• _Passage to read_
>>>

Tuesday, April 10, 2012

Mass Effect Thematic and Structural Fixes: The Extended Cut

Spoilers. Spoilers EVERYWHERE.

Here is my money / time no object rejig of Mass Effect 3. Some things to note:

I don't mention Starchild (much), Suicide Mission 2.0, choices not reflecting in the third game or the ludicrousness of basing your entire game solution on "Here's a magic space weapon, we don't know what it does or how it'll stop the Reapers and we'll keep drumming this into your head throughout the game because we literally have no sensible solution other than a magical off switch. If we tell you this enough times, hopefully you'll just accept and roll with it. Love, the writers". I already covered lots of those things here, so just assume all of that has been magically replaced - with space magic - by something that makes sense. Also Xzibit memes.

And here we go....

Don't place important plot points into optional DLC

1) As it turns out, the exploding relay in the Arrival DLC has caused lots of confusion with regard the ending of ME3 (did the relays blow up? a) Yes b) No c) Space magic). Worse, the supposed "trial" is completely absent from the start of ME3 so they can get to the shooty bang bang quicker. As a result, the start of ME3 makes little sense if you were expecting, you know, a trial sequence. There's no explanation whatsoever of why Shepard is even sitting in his room eating those three square meals a day.

Remove the railroading from ME2

1) "If you can keep up, great. If not, I'll stop the Reapers without you" I knew I'd end up going toe to toe with The Illusive Man when my totally Renegade Shep, who just gave TIM the Collector Base had the option of telling the guy he just gave the Collector Base to to "shut up".

My expectation before this happened would be that ME3 would have Paragon Shep working with the Alliance and Renegade Shep would be with TIM. The only possible reason you'd be forced into an artificial conflict with TIM would be if Bioware couldn't work out how to depict a conflict between small puny humans and 100 foot tall death machines in a satisfactory manner. I'm almost certain I won't be making this point later.

(Don't) take back Earth

1) "Take Earth back" is a great way to convince Dudebros and those unfamiliar with the series to jump on board because they're more likely to get that than "Take Thessia back", but as far as Mass Effect goes my Shepard has the familiar sensation of being railroaded into being some other Shepard again. Renegade, space born Shep who sent most of the Batarian race to their grave without a second thought and killed a bunch of other dudes in various hilarious circumstances couldn't give two tits and a monkey about a planet you've never seen for the duration of the series.

Also: it makes no sense that Shepard would be so desperate to have every species battle the Reapers on Earth unless there was some poorly telegraphed plot point from near the end of the game that would require them all to be there, despite them not possibly knowing at the start of the game that this would be the case.

I'm almost certain I won't be making this point later.

Hold fire!

<<<

• _Written exercise 1_
Edit the stretch of the post on Mass Effect 3 from "Remove the railroading" through "manner. I'm almost certain I won't be making this point later.", putting "Council" in place of "Alliance".
• _Written exercise 2_
According to the post on Mass Effect 3, why is "Take Earth back" a good way to bring newcomers to the series on board?
• _Written exercise 3_
Answer these questions using the post on Mass Effect 3.
(a) What does the post say the exploding relay in the Arrival DLC caused?
(b) What did the Renegade Shep have the option of telling the man who was given the Collector Base?
(c) How tall does the post say the death machines are?
The data that comes after this post is separate material.

Part of a data file:
>>>

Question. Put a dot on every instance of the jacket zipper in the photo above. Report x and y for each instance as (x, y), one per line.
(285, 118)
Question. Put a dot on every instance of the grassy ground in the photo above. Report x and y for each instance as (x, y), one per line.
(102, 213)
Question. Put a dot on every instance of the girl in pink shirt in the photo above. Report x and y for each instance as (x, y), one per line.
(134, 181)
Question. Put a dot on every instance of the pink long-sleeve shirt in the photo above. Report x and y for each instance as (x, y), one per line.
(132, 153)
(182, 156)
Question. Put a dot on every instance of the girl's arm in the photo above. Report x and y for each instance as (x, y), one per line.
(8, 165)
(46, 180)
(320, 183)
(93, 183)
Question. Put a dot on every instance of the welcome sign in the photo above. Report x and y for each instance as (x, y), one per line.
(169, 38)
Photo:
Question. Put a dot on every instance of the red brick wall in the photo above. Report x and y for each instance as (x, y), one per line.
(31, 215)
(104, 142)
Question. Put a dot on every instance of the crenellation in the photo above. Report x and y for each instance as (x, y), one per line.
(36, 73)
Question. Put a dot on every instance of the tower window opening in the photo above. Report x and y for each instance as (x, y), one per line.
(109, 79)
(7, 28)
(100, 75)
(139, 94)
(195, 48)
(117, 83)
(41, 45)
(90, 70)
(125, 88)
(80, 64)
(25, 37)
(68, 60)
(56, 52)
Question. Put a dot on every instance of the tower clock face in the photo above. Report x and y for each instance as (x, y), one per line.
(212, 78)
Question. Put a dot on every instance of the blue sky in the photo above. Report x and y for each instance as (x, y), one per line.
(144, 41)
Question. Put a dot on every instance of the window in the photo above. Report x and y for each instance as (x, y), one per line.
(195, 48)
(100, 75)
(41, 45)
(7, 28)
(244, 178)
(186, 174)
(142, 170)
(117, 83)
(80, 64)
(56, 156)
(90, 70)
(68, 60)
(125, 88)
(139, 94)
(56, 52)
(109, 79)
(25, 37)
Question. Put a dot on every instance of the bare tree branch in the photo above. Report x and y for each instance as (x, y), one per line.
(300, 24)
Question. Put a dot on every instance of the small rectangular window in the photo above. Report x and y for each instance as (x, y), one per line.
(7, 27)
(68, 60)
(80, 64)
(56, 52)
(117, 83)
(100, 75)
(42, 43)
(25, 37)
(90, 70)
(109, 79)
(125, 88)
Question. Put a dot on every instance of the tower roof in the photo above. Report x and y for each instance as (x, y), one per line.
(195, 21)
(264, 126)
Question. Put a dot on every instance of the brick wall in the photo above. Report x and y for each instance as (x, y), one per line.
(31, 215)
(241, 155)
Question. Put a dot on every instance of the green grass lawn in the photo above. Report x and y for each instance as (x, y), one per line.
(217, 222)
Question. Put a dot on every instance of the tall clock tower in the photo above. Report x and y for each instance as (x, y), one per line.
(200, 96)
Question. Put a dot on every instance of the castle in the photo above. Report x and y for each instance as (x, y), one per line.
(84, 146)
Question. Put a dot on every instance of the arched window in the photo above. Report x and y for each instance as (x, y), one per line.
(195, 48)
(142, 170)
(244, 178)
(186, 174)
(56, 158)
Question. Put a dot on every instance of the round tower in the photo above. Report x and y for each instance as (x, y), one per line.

<<<

• _Response 1_
Remove the railroading from ME2

1) "If you can keep up, great. If not, I'll stop the Reapers without you" I knew I'd end up going toe to toe with The Illusive Man when my totally Renegade Shep, who just gave TIM the Collector Base had the option of telling the guy he just gave the Collector Base to to "shut up".

My expectation before this happened would be that ME3 would have Paragon Shep working with the Council and Renegade Shep would be with TIM. The only possible reason you'd be forced into an artificial conflict with TIM would be if Bioware couldn't work out how to depict a conflict between small puny humans and 100 foot tall death machines in a satisfactory manner. I'm almost certain I won't be making this point later.

• _Response 2_
Those unfamiliar with the series are more likely to grasp "Take Earth back" than "Take Thessia back."

• _Response 3_
(a) It caused lots of confusion about the ending of ME3.
(b) The option was to tell him to "shut up."
(c) They are 100 feet tall.